**Страница**

• • • • • • •

Выбрать главу

Не прошли незамеченными для наблюдательной, хотя и не слишком способной к анализу, мадам де Графиньи частые перепалки, и непременно по-английски, между Эмилией и Вольтером. Гостье казалось, что они происходили из-за пустяков. То маркиза отнимет у него стакан рейнского: вино Вольтеру вредно, а он дуется. То заставляет друга снять или надеть камзол. А ведь это Эмилия заботилась о его здоровье. И так вечно болеет, глотая без разбора лекарства и возбуждая себя бесчисленным количеством чашек кофе. Но стоит ему прийти в хорошее расположение духа, куда деваются все хворости! Он уже здоров и чарует всех остроумием и неиссякаемой веселостью.

Среди различных версий одного и того же эпизода биографии Вольтера примечательны и две версии его конфликта с мадам де Графиньи.

• • • • • • •

**Задание**
Перепишите из текста о Вольтере кусок от слов «Выбрать главу» до слов «и неиссякаемой веселостью.» включительно, ничего не меняя.

**Исходные данные**

• • • • • • •

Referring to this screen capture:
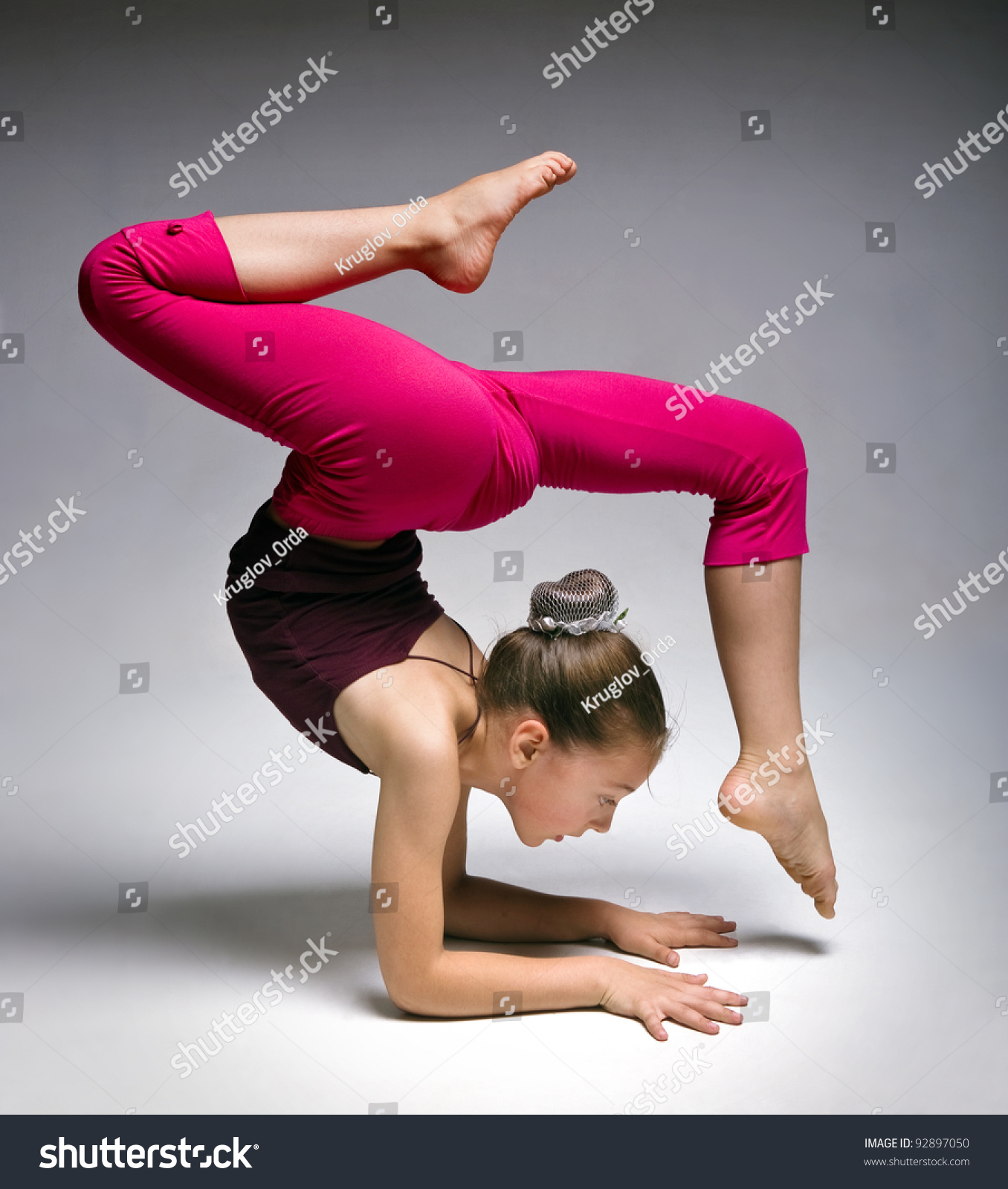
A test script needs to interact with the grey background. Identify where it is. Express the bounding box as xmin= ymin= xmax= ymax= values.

• • • • • • •

**Ответ**
Выбрать главу

Не прошли незамеченными для наблюдательной, хотя и не слишком способной к анализу, мадам де Графиньи частые перепалки, и непременно по-английски, между Эмилией и Вольтером. Гостье казалось, что они происходили из-за пустяков. То маркиза отнимет у него стакан рейнского: вино Вольтеру вредно, а он дуется. То заставляет друга снять или надеть камзол. А ведь это Эмилия заботилась о его здоровье. И так вечно болеет, глотая без разбора лекарства и возбуждая себя бесчисленным количеством чашек кофе. Но стоит ему прийти в хорошее расположение духа, куда деваются все хворости! Он уже здоров и чарует всех остроумием и неиссякаемой веселостью.